PAGE TEXT
——

# Fantasy/Classic Soap and Drama > Banners and Fan-Art > General Soap/Drama Pictures >  doctors nathan and jack

## prettypayal

what happened to them as i missed a few episides

----------


## atomicgem

Jack died after his run in with ex wife and nathen woke from his coma or whatever was wrong with him, he is ok

----------


## prettypayal

thanx

----------


## mandanafan

:Smile:

----------


## Emmak2005

> Jack died after his run in with ex wife and nathen woke from his coma or whatever was wrong with him, he is ok


 Yes Jack and Ria where having an argument about her wanting to take the kids away or something like that and he fell down the stairs. Presuming he was dead, Ria then went and took an overdose, and promptly died. Jack or Dr Helen (I can't remember which) Thompson found her, but it was too late. Helen was relieved Jack was ok after she discovered him lying on the floor at the bottom of the stairs, but he had a brain haemorrage (presumably that's what it was) and collapsed and died as he sat with Helen discussing their future. It was very sad, considering the circumstances. Remember her husband Phil? (who died in a car accident back in 2003)? Well I hope the scriptwriters find an actor who is willing to stay on long enough for her to be happy, because she deserves it after losing   :Angel:  two partners in the space of a couple of years.   :Wub:

----------

——

SUPPLIED ENTRIES

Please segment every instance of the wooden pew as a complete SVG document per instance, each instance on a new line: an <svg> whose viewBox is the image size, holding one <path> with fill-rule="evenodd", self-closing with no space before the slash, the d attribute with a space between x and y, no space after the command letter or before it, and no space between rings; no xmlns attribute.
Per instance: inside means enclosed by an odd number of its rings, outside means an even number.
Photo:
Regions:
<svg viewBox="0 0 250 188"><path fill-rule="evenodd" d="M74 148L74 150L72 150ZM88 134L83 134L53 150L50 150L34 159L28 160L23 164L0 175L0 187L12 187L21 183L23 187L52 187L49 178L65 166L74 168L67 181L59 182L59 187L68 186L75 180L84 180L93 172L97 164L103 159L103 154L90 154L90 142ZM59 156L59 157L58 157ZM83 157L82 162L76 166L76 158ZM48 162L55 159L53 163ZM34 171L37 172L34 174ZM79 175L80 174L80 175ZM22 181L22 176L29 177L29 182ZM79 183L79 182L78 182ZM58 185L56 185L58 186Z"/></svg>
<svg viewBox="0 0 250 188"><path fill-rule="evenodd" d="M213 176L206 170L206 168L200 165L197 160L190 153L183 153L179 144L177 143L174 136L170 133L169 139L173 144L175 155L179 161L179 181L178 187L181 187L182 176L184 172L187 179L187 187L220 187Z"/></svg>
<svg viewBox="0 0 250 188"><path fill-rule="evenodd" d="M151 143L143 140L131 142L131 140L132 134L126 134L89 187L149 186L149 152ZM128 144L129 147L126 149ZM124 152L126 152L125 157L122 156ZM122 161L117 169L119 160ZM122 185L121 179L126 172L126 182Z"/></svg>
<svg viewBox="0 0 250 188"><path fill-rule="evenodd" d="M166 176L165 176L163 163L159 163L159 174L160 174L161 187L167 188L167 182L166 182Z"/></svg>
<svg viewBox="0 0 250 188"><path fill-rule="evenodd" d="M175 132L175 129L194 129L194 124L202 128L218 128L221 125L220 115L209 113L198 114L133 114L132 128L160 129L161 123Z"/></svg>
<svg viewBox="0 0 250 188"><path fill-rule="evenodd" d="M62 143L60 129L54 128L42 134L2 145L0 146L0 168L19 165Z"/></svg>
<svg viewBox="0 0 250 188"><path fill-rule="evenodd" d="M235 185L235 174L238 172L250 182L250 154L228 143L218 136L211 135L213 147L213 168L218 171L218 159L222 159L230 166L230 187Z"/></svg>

——

DIRECTION
In the forum thread about doctors Nathan and Jack, how did Ria die? The items are separate material from the forum thread.

THE REPLY
She took an overdose.